#### GIVEN REQUEST
Scale the listing below by rewriting every line, requests included, with each bounding-box coordinate in the answers multiplied by 0.8 and rounded to a whole number, halves rounding up. Omit the pictures from your output.
#### EXCERPTED DATA ####
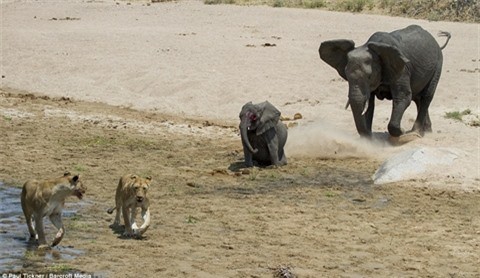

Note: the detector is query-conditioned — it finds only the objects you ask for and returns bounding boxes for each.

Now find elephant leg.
[388,76,412,137]
[365,94,375,131]
[243,145,253,167]
[412,66,442,136]
[264,128,282,166]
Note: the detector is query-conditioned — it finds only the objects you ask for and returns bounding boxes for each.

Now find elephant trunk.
[348,87,372,137]
[240,117,258,153]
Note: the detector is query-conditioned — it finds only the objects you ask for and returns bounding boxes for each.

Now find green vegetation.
[204,0,480,22]
[48,264,75,274]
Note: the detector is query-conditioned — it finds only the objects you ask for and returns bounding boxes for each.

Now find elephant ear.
[257,101,281,135]
[367,42,410,83]
[318,40,355,80]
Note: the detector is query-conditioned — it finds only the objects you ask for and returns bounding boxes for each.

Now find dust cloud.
[285,122,387,158]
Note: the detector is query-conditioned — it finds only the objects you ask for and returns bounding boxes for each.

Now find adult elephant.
[319,25,450,137]
[239,101,288,167]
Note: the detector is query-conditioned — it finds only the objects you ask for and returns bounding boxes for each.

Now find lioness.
[20,172,87,249]
[107,174,152,237]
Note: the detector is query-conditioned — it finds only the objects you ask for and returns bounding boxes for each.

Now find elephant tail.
####
#### PROBLEM SOLUTION
Note: the detector is query-conditioned — it finds only the objects you ask for and returns bounding boxes for each.

Now find elephant leg.
[310,61,330,110]
[292,75,300,105]
[194,116,202,134]
[330,53,354,109]
[211,102,226,133]
Note: the detector is query-conditioned — it finds only the objects you ask for and returns bounding boxes for each.

Now find elephant trunk.
[278,70,298,110]
[192,94,206,122]
Note: the detector is query-conditioned — it finds only the objects you ask for and returns bounding boxes for each.

Now find green vegetation.
[163,0,384,18]
[38,211,60,219]
Note: the detector is query-conditioned — it finds only the objects you ask for and returns bounding boxes for each.

Now find elephant ear.
[206,81,225,108]
[294,34,328,66]
[254,32,284,64]
Note: the detector is query-conditioned — it finds only the objects you ask for and returns bounding boxes for each.

Now find dust cloud.
[228,98,310,126]
Note: the detector is query-conditioned — it finds only the objects you ask for and returns bounding boxes for each.

Now find adult elephant.
[255,20,360,110]
[191,81,230,134]
Note: the detector is query-conditioned — it finds only the objects you ask for and returns bounding boxes for each.

Now find lioness.
[16,138,70,199]
[86,139,122,190]
Note: the detector is query-conditioned — it finds only the objects you ask for and returns bounding boxes for each.

Now find elephant tail.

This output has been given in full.